SHORT PROBLEM:
Locate every row below that contains the string "brown", treating uppercase and lowercase as different, and copy each of those rows.

EXERCISE DATA:
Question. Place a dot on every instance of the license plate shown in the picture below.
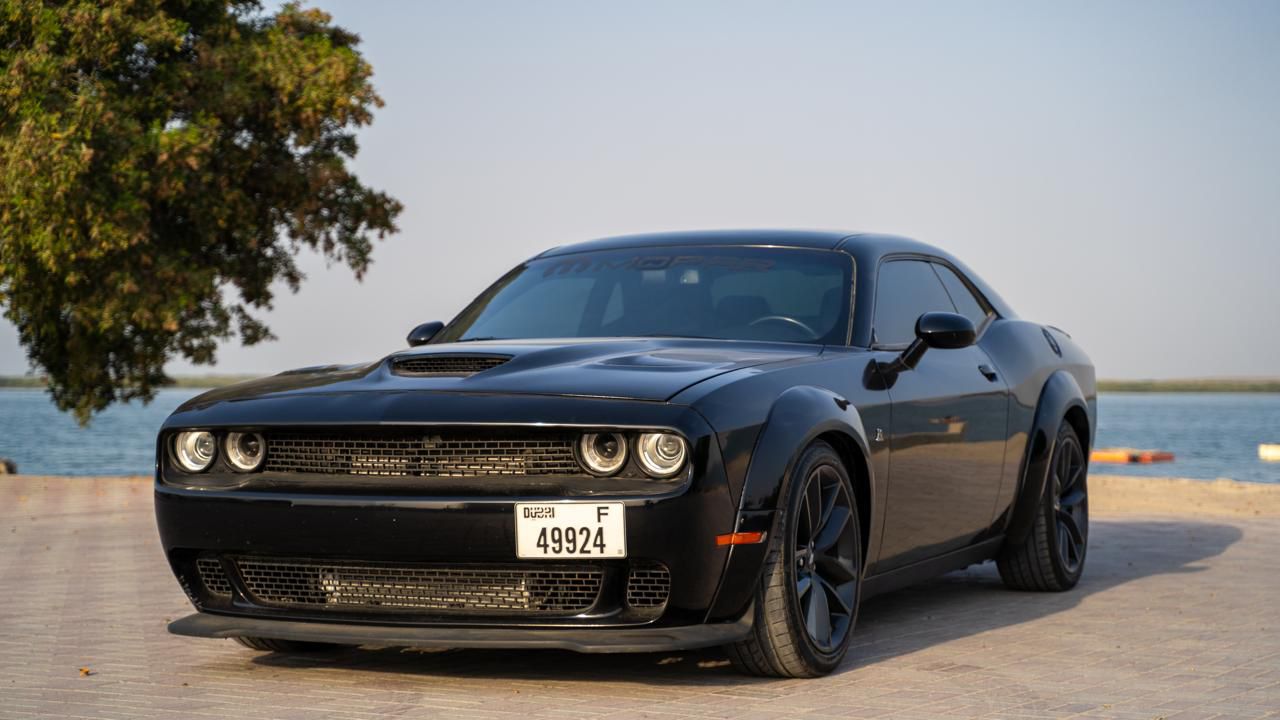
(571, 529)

* * *

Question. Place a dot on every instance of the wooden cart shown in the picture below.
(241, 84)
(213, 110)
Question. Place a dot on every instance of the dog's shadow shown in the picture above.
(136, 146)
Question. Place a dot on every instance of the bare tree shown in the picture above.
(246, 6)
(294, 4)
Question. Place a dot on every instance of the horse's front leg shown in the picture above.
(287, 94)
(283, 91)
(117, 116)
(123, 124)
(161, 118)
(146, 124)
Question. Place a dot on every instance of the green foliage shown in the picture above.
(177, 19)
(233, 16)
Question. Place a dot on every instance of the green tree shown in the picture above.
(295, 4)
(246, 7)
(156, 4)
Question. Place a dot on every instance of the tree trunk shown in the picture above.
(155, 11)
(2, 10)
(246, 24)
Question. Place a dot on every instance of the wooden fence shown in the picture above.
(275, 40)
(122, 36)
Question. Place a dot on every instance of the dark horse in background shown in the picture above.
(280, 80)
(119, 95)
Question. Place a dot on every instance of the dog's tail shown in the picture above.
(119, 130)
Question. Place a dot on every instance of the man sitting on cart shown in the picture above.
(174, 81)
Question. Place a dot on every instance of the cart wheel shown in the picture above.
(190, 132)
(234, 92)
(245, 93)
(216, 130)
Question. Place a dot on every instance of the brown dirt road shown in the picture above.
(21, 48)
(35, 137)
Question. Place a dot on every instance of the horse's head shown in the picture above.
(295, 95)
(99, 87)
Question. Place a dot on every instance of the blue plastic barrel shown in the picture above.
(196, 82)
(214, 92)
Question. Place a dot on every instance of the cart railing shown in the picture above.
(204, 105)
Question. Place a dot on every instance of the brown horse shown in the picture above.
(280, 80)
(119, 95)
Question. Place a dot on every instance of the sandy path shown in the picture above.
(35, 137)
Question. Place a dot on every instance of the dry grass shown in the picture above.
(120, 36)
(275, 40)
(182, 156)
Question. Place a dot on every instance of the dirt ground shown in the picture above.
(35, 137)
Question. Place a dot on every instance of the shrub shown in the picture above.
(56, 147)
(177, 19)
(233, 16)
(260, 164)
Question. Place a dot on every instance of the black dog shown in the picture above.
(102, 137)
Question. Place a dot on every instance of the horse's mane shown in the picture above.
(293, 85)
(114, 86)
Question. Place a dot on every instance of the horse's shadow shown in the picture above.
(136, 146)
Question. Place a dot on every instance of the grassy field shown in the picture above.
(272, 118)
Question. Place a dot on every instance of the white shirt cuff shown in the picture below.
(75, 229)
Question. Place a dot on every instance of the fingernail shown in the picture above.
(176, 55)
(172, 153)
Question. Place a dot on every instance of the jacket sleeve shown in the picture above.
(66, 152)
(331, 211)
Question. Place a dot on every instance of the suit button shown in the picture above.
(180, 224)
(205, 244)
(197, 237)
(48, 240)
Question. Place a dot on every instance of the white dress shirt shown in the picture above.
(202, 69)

RESULT:
Question. Place a dot on every instance of the brown dirt road shown in the picture above.
Question. Place a dot on every instance of the brown horse shown in the picture above.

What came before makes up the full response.